• _Objective_: Lay out the material from the line containing "Please locate the snow-covered" through the end as a Markdown table with the columns Row and Line, numbering each row and skipping blank lines.

▽

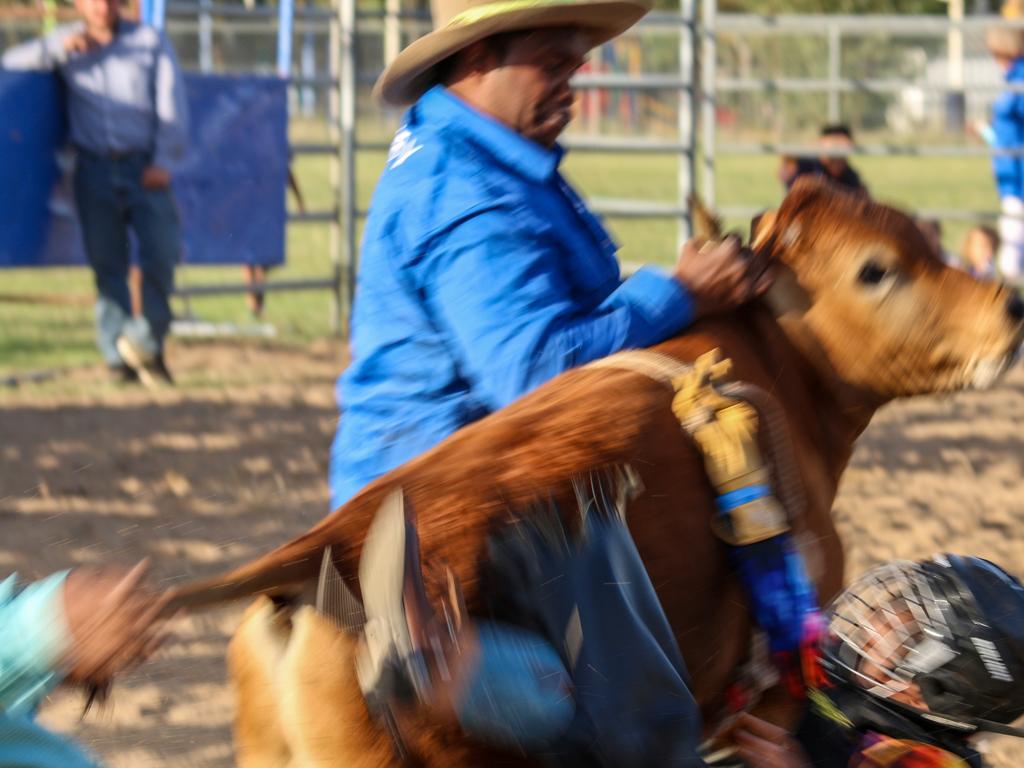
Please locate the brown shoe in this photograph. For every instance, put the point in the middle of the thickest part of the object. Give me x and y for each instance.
(151, 369)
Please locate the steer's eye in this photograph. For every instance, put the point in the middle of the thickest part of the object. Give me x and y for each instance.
(871, 273)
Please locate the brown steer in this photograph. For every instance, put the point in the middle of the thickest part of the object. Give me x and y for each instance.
(861, 313)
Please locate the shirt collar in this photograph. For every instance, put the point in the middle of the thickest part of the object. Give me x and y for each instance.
(526, 158)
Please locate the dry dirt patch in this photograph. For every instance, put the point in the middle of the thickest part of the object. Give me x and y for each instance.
(235, 461)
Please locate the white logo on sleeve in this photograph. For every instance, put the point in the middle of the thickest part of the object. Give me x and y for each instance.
(403, 145)
(993, 662)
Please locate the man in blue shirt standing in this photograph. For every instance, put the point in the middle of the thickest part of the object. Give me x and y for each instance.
(127, 114)
(483, 274)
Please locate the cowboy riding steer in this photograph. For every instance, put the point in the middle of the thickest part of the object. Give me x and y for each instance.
(861, 312)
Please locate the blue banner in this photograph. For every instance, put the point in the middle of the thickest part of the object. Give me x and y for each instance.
(230, 188)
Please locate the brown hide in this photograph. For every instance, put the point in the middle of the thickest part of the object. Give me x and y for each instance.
(829, 349)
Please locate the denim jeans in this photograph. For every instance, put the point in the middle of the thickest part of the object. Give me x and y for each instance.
(111, 200)
(589, 596)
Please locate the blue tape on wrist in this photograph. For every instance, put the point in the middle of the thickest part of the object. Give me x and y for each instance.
(739, 497)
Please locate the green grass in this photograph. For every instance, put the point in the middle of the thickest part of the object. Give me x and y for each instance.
(43, 336)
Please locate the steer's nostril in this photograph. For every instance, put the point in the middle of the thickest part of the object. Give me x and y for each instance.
(1016, 307)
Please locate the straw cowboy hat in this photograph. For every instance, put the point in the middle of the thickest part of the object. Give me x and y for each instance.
(459, 24)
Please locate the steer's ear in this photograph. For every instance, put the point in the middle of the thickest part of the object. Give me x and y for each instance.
(761, 226)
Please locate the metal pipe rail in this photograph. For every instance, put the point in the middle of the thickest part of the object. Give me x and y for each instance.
(849, 85)
(306, 217)
(921, 25)
(589, 144)
(231, 10)
(872, 150)
(216, 289)
(610, 81)
(310, 147)
(943, 214)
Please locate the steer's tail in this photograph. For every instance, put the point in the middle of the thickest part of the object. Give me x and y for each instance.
(285, 569)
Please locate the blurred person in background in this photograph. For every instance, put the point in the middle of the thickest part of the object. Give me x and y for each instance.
(80, 627)
(919, 658)
(837, 168)
(127, 113)
(792, 167)
(1007, 47)
(980, 248)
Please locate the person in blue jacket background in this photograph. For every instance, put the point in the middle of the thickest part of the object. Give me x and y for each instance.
(79, 627)
(1007, 132)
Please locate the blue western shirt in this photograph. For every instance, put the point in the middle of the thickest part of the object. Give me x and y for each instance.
(482, 275)
(125, 96)
(1008, 124)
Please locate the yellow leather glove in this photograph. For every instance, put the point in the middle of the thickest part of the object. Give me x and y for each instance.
(725, 429)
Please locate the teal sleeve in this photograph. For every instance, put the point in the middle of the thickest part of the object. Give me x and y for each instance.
(34, 636)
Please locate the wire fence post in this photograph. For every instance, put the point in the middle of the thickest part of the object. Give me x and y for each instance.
(687, 116)
(346, 88)
(709, 99)
(835, 72)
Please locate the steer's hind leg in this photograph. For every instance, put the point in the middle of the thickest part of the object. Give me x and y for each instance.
(254, 659)
(323, 712)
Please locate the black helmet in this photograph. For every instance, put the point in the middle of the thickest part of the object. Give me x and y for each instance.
(952, 626)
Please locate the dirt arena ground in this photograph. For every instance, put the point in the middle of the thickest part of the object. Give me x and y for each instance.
(233, 462)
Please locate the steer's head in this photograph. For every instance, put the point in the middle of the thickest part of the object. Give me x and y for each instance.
(869, 303)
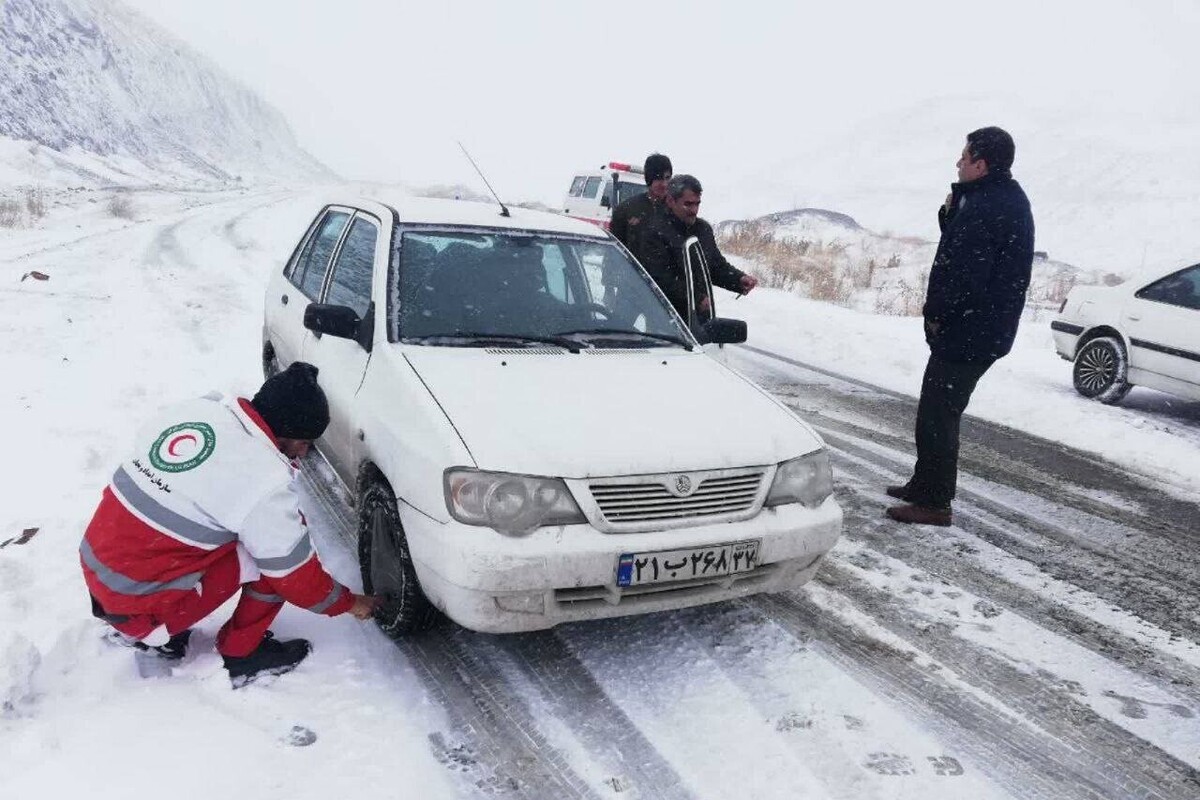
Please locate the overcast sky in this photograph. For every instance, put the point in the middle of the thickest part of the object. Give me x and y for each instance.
(539, 90)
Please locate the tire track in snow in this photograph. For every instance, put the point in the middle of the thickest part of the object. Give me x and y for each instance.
(1014, 753)
(1092, 747)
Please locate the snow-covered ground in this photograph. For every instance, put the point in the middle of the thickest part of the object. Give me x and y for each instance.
(1153, 434)
(137, 313)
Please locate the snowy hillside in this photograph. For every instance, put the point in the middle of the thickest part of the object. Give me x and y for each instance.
(829, 256)
(1110, 191)
(91, 92)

△

• _Complete answer_:
| Row | Line |
|---|---|
| 1 | Please locate the snow-covered ground in this photograph. For every instance, put the point in the middle of the thickest part of the object. Give me x and y for each instance. |
| 2 | (1153, 434) |
| 3 | (137, 313) |
| 4 | Please locate the snowy hillside in this photograph. For every instance, put the point in the middle of the thickest part of the object. Give me x and y for each instance. |
| 5 | (829, 256) |
| 6 | (1110, 191) |
| 7 | (91, 92) |